What you have to do | Retype all of the data exactly as given.

Dataset rows |
____

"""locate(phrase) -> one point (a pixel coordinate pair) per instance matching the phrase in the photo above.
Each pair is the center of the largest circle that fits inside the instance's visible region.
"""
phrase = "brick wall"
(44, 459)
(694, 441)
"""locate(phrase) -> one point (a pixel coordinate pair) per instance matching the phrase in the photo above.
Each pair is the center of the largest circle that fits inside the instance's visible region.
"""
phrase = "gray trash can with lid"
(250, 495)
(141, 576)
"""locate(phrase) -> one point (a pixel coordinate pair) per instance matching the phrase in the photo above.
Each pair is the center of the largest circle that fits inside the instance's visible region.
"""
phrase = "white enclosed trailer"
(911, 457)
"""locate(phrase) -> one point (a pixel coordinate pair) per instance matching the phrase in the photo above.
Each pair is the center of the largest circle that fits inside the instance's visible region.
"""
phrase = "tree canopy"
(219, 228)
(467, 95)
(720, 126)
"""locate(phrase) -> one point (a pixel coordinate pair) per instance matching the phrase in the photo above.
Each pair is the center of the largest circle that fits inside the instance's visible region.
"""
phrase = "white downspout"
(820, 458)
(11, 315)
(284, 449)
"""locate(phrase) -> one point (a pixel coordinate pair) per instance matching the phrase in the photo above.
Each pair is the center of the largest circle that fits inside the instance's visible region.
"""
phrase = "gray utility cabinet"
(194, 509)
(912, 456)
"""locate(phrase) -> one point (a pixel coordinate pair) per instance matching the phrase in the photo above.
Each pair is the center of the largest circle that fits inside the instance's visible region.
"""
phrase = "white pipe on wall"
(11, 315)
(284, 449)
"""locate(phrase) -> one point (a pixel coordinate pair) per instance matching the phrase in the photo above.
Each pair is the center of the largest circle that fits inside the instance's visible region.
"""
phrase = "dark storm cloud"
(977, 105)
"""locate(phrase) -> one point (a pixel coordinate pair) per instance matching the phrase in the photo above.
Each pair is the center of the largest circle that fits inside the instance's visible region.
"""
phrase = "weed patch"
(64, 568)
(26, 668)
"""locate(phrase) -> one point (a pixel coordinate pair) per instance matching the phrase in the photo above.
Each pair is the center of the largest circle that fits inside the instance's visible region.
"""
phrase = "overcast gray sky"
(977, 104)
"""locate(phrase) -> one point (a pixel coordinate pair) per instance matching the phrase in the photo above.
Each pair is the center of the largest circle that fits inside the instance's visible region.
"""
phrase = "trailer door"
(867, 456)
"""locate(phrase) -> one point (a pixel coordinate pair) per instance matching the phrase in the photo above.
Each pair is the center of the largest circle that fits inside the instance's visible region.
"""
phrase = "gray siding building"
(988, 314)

____

Output for this task |
"""locate(phrase) -> one point (a pixel coordinate pair) per instance matching the phrase in the photo above.
Each pair is the center of the largest circle that fits inside the instance's visible region.
"""
phrase = "brick wall"
(44, 459)
(694, 441)
"""locate(phrase) -> one point (a pixel coordinate pair) per instance matching the phrase in the photo above.
Each pair is the center of the largest circle that fits inside the instance's visible region.
"""
phrase = "gray trash can with lid"
(250, 495)
(141, 576)
"""locate(phrase) -> one point (a pixel coordinate pair) per instance matching the phrase in the photo above.
Each pair is the center of the largest circle that fits inside the instance's visible region.
"""
phrase = "white enclosed trailer"
(911, 457)
"""locate(phrase) -> one point (a pixel coordinate pair) per instance matching the phrase in the photo above.
Each pair is the center of the largest circle that fits inside the instance's visible region.
"""
phrase = "tree canopy"
(219, 228)
(467, 95)
(720, 126)
"""locate(phrase) -> one point (a pixel coordinate pair) per instance matching the phrase in the photo above.
Each pair is the center of the largest circle that fits inside the instance's visible region.
"""
phrase = "white downspout"
(820, 458)
(11, 315)
(284, 449)
"""locate(phrase) -> one point (a pixel coordinate pair) per instance matching the phrase in the photo above.
Each pair is the center of the largest circle that fits inside the instance's visible region.
"""
phrase = "gray utility cabinet"
(194, 509)
(912, 456)
"""locate(phrase) -> one point (a pixel coordinate pair) per instance matching the phrase in the photo above.
Each pair is the center of the largest circle that fits inside the instance's visible region.
"""
phrase = "white pipe on wall"
(11, 315)
(284, 449)
"""locate(phrase) -> one point (a pixel coordinate pair) per instance matching the phrase in the photo above.
Each pair is the center of the largest circle that fits inside the instance's visible region.
"""
phrase = "dark storm cloud"
(977, 105)
"""locate(phrase) -> one point (a pixel coordinate pair) per instance matching the phrase in the photo above.
Each pair is the center of the largest circle that fits inside the instance's visible region.
"""
phrase = "weed patch"
(64, 568)
(26, 668)
"""locate(phrase) -> one point (a pixel coordinate pair) per instance matching the phrase in the photo above.
Each pair is the center of the largest circle that fits inside the instance's visible region.
"""
phrase = "overcast gray sky"
(977, 104)
"""locate(phrase) -> one point (a pixel coordinate pair) per instance matching the phrase in the photo above.
Each pair is the center of the largest circle that fits inside the instance's visible region.
"""
phrase = "trailer door"
(867, 456)
"""locate(phrase) -> one point (a pixel coordinate pair) per instance matching the phrase in the photo above.
Each pair is the center of the largest circle that fits inside the instance's visible region.
"""
phrase = "gray siding building"
(988, 314)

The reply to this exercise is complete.